## start PASSAGE SHOWN

Alaska News

How safe is it to fly in rural Alaska?


Michael Schoder -- Terry Smith's friend and pilot -- writes on his blog that "it is almost unimaginable that Terry Smith would have flown into terrain. TAS, or 'True Airspeed' as we call him, was the best of the best. The last person on planet earth I would suspect would do so."

DILLINGHAM -- Wild and rugged Alaska has always been a dangerous place to fly, but the people who know it best -- the pilots who daily crisscross the wilderness here and the safety experts back in the state's largest city -- say travel by air is getting safer. The high-profile death of former Sen. Ted Stevens and four others in the crash of a single-engine Otter on a mountainside 17 miles north of this community, however, underlines that there are still risks.

## end PASSAGE SHOWN
## start ENTRIES

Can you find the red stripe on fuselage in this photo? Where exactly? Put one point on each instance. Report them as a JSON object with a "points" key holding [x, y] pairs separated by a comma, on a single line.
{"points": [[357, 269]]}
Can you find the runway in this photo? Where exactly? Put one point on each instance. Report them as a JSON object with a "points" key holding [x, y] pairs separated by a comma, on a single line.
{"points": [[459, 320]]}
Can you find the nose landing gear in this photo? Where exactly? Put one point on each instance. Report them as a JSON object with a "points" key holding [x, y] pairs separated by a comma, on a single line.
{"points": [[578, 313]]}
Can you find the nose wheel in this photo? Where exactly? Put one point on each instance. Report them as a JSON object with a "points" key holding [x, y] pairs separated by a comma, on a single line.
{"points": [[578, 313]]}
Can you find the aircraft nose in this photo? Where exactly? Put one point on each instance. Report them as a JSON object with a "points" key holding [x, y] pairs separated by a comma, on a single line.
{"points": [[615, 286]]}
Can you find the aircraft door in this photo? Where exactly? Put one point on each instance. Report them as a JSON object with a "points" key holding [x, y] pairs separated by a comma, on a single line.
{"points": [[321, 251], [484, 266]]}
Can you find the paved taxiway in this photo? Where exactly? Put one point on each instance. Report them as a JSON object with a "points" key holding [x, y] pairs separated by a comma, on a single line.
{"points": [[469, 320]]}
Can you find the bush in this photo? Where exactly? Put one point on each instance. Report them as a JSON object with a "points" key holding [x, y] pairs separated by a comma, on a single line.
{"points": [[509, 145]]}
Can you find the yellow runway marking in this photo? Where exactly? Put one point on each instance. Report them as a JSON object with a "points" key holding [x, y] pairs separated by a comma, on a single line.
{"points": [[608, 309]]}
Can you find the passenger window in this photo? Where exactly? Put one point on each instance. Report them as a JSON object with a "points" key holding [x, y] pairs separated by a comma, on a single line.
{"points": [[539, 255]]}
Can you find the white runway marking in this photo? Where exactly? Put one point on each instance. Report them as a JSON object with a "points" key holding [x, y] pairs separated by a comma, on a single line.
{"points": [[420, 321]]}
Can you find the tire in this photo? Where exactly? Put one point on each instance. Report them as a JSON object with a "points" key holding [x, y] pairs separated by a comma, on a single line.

## end ENTRIES

### GOALS
a) In the article on flying in rural Alaska, what nickname do Terry Smith's friends use for him?
b) Continue the article on air travel safety in rural Alaska, starting after its last sentence.

### ANSWER SET
a) TAS, or "True Airspeed."

b)
Mountainous terrain, fickle coastal weather, limited weather reports and great distances between airports make Alaska flying inherently more dangerous than in most of the Lower 48. Still, an emphasis on safety, improving technology and other factors have cut the average death rate among commercial pilots by about 13 percent since 2003, according to figures from the National Institute for Occupational Safety and Health.

"The accident rate is down, especially if you look back 15 or 20 years," said Carl Siebe, board chairman of the Alaska Aviation Safety Foundation. "We are definitely making progress. It's about two steps forward and one step back."

On the ground in Dillingham, a fishing village on Bristol Bay, pilots point to better airports, something Stevens helped fund with federal dollars; Federal Aviation Administration safety programs, something Stevens helped fund with federal dollars; and a greater emphasis on safe operation, something advocated by Stevens and pushed by the Medallion Program, in large part, funded by state and federal dollars.

Safety, said 37-year-old Chris Miller, director of stations for Grant Aviation, is, "a business decision we've made that we're not going to be the ones making headlines." The fearless, hairy-chested Bush pilot of old willing to fly anywhere, anytime for any reason, might have played well in books and movies, he added, but "the sexiness wears off when the coffins come out."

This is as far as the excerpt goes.